*Excerpted text*.
[Libdlo] [PATCH] udlfb: high-throughput urb pool

Sat Dec 18 10:35:49 PST 2010

Hi Andrew,

>> > On Fri, Dec 17, 2010 at 02:17:34PM -0600, Andrew Kephart wrote:
>> > > udlfb: add parameters for URB pool size and for nonblocking URB pool

Thanks for submitting this patch!  And I'm very glad the defio path is
getting this attention.

Some background: when I originally looked at merging the Roberto
(damage) and Jaya (defio) implentations, I hoped to get the best of
both worlds: use defio to map the framebuffer for page fault handling,
so any fbdev client could work without modification, then switch to
the much more efficient damage notification approach when a client let
us know it was capable. Note that defio is not less efficient from a
DisplayLink protocol perspective (it should result in the same USB
traffic to the device), it's just it requires more MMU and CPU work to
get to those same results.  But it's wonderful from a convenience
point of view to magically use page faults to detect dirty framebuffer
regions.

A couple problems prevented this from coming to full fruition:

1) defio isn't really set up to handle turning it on/off dynamically
(e.g. remapping the framebuffer page tables on the fly), and
separately, faults triggered from certain kernel contexts are a
problem.
2) there was a bug or two in defio, and several in udlfb's defio
client, which made the defio path unstable until recently

#2 is largely resolved now (as of defio in 2.6.35, and latest udlfb in
2.6.37), so defio is becoming a viable and appealing path now.
However, #1 is still a source of heartache.

I'm emailing all this background to put the value of the defio path in
perspective (since it's currently an option that's default off).  It
would be great to have this new attention lead to it being on turned
on, without the need for an option, if possible.

So the first point that's important is: these high-level issues of
"can we enable defio by default?" are more important than any
relatively minor differences in performance, like the extra scheduling
latency of releasing buffers via workitem in the defio path.  I'm very
excited to have you looking at defio, in hopes this will lead to
clarity on the high-level issues, since I think we're close.

*Goals*.
[a] Answer these questions from the udlfb email:
(i) As of which kernel versions is the second problem largely resolved, for defio and for udlfb?
(ii) According to the udlfb email, what does defio require more of than the damage notification approach?
(iii) Is the defio path on or off by default at present?
[b] Write the next paragraph of the udlfb email, starting right after its final sentence.
The records are separate material with no connection to the udlfb email.

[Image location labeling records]
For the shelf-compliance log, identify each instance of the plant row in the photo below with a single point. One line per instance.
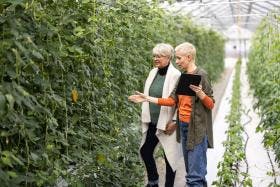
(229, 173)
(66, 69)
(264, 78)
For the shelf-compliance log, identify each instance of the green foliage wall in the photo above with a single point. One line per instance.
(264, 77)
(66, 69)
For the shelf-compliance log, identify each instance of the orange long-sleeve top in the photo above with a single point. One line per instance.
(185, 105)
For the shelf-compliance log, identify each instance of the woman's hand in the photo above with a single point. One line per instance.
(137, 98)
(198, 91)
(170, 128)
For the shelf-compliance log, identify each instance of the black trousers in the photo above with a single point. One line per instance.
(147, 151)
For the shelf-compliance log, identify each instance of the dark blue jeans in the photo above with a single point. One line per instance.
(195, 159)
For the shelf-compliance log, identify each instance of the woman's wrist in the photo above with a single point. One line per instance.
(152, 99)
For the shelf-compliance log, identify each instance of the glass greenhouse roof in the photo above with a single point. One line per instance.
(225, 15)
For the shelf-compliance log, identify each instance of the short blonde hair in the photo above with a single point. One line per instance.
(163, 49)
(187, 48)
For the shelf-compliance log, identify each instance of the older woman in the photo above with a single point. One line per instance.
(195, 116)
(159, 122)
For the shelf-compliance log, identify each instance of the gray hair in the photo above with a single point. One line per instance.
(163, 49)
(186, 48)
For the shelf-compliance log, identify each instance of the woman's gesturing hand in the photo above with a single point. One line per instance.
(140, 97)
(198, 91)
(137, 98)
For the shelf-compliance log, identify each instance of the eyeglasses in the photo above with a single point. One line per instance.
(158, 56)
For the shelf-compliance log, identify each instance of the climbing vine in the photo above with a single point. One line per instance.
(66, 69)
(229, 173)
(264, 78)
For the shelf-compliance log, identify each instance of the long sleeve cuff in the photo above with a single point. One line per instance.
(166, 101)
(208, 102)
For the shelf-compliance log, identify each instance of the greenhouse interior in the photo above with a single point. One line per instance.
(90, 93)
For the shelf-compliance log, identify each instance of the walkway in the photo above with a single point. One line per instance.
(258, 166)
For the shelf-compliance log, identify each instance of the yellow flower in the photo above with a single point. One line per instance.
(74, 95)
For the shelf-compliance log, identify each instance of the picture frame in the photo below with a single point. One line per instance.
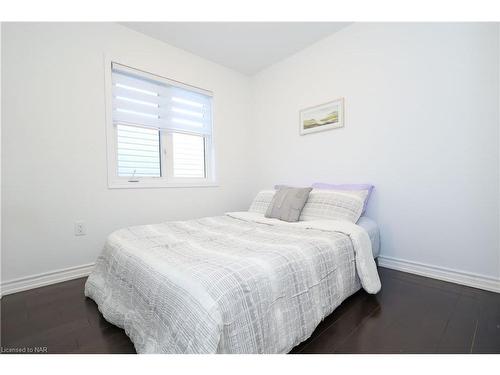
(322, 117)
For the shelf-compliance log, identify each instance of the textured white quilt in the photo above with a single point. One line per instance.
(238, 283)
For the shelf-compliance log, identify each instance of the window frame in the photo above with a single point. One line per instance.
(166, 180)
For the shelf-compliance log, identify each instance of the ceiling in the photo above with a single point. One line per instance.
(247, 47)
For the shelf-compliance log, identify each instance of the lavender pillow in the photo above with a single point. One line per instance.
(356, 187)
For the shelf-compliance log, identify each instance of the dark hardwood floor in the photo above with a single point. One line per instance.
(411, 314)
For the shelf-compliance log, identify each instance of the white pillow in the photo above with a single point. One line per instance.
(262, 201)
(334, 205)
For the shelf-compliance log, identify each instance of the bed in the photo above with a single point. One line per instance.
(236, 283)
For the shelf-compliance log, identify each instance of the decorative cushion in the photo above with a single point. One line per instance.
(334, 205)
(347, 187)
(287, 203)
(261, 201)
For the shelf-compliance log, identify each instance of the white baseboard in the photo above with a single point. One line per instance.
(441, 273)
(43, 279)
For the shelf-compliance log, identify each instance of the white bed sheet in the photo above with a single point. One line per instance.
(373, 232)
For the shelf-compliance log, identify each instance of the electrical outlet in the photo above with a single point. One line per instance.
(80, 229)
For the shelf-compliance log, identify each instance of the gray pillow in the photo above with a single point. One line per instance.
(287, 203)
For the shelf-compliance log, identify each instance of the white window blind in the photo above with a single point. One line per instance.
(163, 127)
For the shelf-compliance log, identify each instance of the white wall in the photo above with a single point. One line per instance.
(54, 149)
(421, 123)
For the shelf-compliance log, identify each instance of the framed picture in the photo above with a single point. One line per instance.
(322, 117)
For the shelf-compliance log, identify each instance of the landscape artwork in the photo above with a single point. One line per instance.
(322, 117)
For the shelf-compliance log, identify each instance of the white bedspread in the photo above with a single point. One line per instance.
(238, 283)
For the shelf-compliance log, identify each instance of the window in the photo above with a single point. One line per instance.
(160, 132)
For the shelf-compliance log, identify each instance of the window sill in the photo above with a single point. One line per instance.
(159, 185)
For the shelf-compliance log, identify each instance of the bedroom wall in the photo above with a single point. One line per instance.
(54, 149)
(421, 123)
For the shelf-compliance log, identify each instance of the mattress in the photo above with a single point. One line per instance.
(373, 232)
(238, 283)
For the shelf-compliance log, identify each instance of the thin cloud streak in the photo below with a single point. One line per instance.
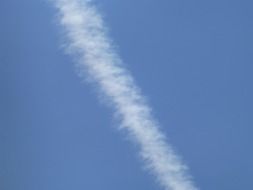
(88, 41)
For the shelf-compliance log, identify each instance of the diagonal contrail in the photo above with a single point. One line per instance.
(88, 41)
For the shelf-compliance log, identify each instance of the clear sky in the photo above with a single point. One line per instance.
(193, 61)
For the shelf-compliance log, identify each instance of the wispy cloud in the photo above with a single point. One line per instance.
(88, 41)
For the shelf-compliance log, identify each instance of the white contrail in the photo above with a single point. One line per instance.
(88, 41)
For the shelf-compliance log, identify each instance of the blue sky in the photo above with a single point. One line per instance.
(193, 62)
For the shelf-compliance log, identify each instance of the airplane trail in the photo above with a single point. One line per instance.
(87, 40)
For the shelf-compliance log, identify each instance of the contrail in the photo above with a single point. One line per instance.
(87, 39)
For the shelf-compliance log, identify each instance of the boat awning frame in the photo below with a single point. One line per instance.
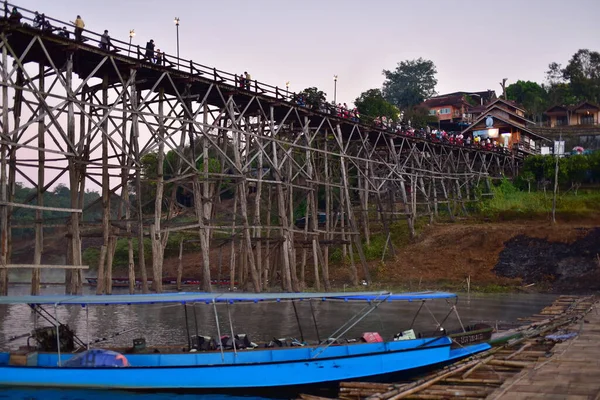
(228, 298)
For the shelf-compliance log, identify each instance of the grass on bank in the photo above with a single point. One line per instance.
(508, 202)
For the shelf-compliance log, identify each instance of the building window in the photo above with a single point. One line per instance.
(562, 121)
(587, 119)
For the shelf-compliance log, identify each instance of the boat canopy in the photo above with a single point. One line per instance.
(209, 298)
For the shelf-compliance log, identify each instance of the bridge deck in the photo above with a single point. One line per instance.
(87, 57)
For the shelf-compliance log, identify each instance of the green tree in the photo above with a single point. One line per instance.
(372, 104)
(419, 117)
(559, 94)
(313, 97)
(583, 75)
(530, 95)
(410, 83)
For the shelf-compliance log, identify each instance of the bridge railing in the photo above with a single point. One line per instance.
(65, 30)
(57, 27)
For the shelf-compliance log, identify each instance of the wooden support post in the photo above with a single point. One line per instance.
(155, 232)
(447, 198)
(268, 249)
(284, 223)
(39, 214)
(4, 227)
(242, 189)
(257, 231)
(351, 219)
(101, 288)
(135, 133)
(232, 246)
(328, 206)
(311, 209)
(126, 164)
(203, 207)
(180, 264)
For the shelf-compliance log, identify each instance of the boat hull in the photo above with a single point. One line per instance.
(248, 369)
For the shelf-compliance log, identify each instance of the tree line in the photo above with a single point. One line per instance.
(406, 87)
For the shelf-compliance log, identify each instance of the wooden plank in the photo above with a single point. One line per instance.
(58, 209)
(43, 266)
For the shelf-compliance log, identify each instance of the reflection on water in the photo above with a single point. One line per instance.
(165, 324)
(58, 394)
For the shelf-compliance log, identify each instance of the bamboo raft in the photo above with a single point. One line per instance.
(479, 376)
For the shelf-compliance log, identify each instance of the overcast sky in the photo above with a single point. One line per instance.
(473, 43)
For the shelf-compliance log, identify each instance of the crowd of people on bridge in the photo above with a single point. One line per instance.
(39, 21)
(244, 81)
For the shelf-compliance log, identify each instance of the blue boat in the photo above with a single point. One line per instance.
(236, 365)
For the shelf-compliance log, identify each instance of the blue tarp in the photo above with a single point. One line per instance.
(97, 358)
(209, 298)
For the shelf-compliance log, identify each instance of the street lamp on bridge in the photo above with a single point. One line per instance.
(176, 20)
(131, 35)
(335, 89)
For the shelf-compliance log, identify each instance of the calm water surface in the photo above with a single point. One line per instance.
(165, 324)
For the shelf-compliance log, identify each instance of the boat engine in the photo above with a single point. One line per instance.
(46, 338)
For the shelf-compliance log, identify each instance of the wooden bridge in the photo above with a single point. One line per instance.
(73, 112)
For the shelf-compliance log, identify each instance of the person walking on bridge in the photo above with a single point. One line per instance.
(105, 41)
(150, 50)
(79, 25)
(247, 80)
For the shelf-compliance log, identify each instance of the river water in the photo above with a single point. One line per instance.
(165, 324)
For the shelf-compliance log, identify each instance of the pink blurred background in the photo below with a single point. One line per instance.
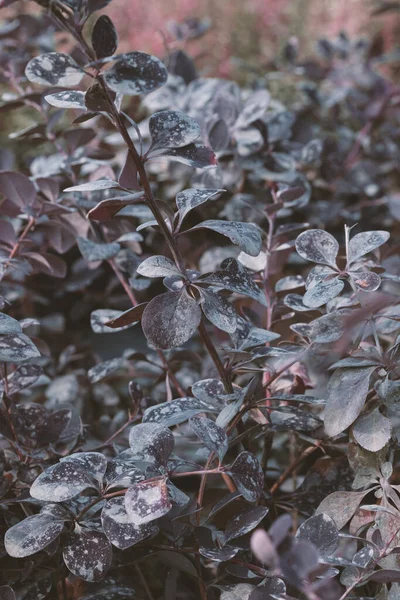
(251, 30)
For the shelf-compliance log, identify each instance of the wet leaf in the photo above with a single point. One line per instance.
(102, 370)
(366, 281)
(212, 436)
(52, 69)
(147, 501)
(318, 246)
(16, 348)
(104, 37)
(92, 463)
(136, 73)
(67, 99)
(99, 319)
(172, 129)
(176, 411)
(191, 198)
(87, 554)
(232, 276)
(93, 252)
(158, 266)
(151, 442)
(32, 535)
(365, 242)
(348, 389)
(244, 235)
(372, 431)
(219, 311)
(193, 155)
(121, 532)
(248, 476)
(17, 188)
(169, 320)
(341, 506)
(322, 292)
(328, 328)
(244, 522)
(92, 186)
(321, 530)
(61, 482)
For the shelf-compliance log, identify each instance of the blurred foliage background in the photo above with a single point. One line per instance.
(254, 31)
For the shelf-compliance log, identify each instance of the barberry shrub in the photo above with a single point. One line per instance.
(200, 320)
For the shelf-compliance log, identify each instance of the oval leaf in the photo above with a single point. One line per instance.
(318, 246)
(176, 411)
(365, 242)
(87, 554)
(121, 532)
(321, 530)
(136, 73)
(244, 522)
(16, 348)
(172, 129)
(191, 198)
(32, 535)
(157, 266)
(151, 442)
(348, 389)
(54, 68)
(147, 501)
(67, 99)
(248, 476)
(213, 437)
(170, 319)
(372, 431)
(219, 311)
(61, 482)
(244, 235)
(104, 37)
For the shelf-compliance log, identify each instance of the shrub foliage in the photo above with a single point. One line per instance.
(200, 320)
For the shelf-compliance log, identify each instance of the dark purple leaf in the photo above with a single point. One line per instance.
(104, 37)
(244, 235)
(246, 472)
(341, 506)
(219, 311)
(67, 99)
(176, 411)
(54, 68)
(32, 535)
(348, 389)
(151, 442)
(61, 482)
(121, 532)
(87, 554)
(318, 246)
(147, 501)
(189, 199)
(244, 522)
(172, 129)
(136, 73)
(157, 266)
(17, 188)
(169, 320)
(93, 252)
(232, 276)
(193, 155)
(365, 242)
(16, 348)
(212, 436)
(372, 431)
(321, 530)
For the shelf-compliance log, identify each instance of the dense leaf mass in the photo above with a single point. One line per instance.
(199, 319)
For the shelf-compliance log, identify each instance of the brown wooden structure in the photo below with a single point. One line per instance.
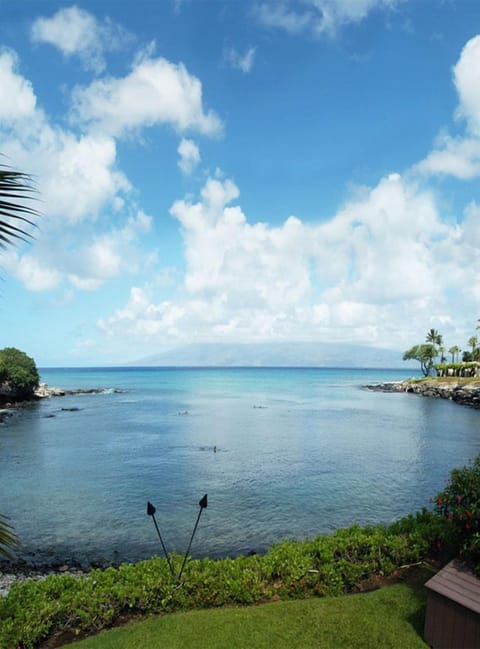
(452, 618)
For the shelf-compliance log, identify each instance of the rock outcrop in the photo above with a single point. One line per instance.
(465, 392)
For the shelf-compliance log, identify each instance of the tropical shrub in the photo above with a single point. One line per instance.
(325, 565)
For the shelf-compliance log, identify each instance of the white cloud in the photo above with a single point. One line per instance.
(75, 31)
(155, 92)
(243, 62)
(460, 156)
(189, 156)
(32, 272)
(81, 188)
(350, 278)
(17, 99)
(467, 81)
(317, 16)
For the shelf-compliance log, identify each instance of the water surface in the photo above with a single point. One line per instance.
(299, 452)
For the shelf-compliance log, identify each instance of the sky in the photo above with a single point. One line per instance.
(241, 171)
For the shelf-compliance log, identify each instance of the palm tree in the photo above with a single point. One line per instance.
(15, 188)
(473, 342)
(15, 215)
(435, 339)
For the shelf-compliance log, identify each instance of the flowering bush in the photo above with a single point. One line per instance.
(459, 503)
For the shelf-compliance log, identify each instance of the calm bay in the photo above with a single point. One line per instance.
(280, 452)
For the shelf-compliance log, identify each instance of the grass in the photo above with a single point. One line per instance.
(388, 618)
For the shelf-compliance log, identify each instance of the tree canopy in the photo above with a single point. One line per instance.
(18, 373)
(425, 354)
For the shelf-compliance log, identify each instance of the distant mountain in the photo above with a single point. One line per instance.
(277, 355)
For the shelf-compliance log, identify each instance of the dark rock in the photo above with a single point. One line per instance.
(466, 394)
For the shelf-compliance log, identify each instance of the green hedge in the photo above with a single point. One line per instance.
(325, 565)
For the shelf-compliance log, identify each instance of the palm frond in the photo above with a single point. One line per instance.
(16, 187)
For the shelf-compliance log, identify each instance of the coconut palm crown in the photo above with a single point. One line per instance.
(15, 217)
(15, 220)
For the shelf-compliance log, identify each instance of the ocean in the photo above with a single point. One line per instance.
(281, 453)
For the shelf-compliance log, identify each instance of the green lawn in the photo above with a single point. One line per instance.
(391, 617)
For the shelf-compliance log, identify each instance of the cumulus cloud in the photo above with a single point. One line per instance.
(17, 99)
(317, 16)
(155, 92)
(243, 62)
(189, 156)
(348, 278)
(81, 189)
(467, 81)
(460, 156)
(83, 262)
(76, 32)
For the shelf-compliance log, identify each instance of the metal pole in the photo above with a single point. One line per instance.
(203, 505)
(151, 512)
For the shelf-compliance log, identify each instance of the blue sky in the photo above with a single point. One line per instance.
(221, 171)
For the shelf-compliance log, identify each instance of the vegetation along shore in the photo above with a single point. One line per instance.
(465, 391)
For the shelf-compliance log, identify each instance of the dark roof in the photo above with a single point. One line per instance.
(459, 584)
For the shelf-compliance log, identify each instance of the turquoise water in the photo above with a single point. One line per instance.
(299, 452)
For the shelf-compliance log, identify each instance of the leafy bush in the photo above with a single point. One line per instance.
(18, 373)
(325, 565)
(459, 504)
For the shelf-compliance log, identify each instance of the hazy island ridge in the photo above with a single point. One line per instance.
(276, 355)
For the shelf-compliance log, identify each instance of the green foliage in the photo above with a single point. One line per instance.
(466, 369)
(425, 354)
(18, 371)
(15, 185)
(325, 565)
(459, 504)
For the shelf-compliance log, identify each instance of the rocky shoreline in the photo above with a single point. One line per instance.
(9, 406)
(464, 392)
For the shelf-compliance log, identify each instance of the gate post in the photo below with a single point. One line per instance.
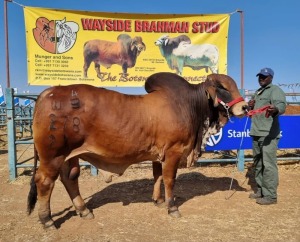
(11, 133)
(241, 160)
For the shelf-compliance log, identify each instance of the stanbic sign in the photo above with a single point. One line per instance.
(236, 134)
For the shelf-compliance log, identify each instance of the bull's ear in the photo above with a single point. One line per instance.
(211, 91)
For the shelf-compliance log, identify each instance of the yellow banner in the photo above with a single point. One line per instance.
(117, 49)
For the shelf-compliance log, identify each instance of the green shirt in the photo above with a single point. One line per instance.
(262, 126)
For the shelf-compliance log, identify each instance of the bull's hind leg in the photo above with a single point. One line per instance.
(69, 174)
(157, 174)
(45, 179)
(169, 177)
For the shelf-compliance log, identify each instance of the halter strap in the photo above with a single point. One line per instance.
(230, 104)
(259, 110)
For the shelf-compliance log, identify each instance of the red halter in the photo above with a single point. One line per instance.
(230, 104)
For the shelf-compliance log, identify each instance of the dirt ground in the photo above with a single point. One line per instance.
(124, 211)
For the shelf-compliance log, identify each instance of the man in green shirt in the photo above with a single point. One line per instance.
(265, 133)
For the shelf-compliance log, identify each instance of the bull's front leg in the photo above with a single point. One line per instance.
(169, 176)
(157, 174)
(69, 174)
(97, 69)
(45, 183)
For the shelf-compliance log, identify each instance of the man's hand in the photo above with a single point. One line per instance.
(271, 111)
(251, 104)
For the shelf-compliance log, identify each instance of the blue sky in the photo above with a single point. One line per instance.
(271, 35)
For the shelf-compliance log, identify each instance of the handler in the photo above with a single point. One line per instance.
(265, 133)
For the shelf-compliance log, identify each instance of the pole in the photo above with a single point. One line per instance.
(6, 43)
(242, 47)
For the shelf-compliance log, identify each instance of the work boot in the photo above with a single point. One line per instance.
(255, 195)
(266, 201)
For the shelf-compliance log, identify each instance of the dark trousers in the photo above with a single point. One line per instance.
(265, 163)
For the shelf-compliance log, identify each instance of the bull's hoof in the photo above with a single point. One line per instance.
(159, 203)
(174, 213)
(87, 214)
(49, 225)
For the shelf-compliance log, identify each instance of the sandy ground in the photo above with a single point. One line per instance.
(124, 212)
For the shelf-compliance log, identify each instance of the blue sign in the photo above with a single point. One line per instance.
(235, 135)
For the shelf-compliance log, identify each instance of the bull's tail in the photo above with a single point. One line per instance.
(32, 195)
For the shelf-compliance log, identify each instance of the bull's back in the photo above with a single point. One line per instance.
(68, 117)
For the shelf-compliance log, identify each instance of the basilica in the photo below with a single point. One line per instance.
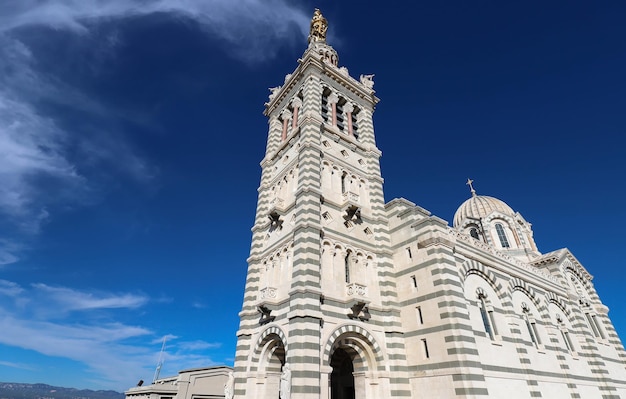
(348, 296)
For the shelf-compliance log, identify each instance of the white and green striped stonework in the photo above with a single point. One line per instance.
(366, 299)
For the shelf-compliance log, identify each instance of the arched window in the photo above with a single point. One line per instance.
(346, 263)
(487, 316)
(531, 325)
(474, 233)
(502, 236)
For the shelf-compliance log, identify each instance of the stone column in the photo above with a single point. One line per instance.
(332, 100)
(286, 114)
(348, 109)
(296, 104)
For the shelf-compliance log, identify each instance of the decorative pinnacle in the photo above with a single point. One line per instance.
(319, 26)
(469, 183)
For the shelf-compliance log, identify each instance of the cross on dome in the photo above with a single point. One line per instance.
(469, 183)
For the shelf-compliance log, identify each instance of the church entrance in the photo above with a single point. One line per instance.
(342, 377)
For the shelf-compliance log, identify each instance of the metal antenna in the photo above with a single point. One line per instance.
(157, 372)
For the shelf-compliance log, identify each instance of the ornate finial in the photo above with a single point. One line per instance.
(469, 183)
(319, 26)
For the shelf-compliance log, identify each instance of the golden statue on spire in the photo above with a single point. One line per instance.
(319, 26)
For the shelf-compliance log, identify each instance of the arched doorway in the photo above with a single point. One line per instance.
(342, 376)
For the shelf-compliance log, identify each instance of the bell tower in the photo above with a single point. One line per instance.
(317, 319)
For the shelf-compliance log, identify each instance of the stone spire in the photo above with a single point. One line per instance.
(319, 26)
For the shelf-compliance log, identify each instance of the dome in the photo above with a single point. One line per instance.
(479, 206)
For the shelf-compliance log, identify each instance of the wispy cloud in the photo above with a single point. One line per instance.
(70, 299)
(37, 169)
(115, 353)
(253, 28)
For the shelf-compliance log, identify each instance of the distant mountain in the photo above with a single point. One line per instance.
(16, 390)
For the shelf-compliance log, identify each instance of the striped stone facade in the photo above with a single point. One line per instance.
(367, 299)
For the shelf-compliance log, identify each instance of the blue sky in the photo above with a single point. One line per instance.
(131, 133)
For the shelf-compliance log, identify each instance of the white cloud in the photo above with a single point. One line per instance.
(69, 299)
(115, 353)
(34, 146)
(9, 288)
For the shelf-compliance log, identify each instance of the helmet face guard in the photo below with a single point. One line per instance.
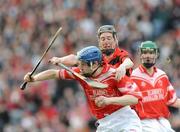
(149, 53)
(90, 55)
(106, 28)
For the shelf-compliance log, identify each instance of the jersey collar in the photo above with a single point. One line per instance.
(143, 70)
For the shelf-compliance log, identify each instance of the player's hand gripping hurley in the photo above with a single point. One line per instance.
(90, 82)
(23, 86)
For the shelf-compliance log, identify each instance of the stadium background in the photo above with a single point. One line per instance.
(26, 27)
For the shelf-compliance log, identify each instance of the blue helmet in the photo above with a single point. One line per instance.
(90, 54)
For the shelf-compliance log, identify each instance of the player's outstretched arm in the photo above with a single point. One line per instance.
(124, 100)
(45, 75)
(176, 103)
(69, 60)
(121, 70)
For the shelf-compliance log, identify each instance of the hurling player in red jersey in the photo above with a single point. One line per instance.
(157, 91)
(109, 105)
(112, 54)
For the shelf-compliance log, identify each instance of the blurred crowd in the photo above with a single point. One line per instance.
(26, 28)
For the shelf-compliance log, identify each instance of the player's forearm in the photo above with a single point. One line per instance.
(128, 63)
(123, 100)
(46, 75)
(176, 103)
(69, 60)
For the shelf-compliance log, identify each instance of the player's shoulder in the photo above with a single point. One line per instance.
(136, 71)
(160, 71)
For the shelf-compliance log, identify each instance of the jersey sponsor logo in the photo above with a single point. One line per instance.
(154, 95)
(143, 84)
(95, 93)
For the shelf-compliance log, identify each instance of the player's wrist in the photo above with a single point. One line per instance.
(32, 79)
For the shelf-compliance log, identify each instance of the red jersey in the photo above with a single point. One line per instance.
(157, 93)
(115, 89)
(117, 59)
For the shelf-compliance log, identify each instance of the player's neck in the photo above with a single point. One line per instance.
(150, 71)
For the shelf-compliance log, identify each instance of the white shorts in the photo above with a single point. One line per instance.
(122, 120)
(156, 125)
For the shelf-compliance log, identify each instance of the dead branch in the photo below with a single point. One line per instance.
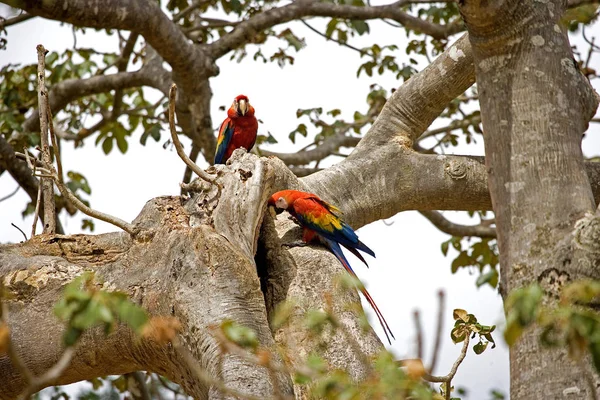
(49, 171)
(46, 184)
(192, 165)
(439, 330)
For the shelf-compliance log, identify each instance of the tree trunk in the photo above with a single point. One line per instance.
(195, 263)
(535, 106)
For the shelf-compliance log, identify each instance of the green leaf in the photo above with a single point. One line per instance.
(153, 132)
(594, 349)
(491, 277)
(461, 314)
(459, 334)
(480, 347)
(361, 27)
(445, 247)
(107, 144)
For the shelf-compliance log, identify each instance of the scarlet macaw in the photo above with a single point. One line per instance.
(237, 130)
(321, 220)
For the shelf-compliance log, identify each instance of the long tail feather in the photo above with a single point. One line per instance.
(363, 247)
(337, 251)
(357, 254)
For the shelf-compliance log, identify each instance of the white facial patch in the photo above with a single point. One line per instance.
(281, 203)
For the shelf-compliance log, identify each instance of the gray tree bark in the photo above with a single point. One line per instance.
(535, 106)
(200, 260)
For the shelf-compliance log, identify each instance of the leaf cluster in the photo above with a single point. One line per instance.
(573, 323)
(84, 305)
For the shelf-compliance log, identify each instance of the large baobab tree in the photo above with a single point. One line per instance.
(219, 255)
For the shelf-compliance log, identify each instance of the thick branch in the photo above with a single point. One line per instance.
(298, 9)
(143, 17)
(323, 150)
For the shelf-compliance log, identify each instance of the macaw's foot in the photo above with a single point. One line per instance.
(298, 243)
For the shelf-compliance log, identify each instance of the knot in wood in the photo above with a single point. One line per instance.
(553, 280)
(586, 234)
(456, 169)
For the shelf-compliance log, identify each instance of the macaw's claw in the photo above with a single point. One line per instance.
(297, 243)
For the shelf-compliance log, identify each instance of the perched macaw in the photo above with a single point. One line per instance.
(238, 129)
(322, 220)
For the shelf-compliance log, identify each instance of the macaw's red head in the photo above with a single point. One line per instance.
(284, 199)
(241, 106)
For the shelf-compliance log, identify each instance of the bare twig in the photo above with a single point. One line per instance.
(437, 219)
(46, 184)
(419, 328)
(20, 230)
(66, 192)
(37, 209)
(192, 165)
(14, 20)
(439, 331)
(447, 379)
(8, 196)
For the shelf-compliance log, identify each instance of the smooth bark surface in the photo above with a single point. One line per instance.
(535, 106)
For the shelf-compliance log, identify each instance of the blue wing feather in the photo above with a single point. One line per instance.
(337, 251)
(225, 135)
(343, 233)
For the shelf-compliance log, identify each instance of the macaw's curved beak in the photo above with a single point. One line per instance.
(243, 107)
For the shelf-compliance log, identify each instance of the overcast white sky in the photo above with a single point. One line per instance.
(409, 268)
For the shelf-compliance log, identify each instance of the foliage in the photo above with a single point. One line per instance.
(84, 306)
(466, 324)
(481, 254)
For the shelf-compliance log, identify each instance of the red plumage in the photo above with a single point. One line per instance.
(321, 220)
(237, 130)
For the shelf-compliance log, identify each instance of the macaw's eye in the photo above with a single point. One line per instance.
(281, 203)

*Expected responses*.
[a]
(i) Defio in 2.6.35 and the latest udlfb in 2.6.37.
(ii) More MMU and CPU work.
(iii) Off by default.

[b]
Then on to this particular patch, the nonblocking URB pool is
fundamentaly problematic, unfortunately.  There's just so much data
that gets generated here with graphics, that we can flood any pool
scheme of any size, with some pretty standard user scenarios (full
screen video playback at high resolutions).  So we must deal with the
pool running out.  In the choice of dropping pixels (without telling
the client) vs. blocking the client until the next buffer comes free,
there are some big simplicity advantages of blocking.  We can't drop
pixels without scheduling a full-screen repaint for some point in the
future - and it just gets tricky to work that out.  Right now in
udlfb, dropped pixels are rare enough (basically only errors), that we
haven't had to walk into any of that complexity.  But I'd be happy to
have more back-and-forth on these options.

In terms of pool size, I'd agree that we should not torture the user
with module options for this.

What I'd recommend is this:  4 64K buffers works great for the damage
path in all the scenarios I've observed .. we only rarely make it to
the 3rd or 4th URB, before the earlier ones in flight come back.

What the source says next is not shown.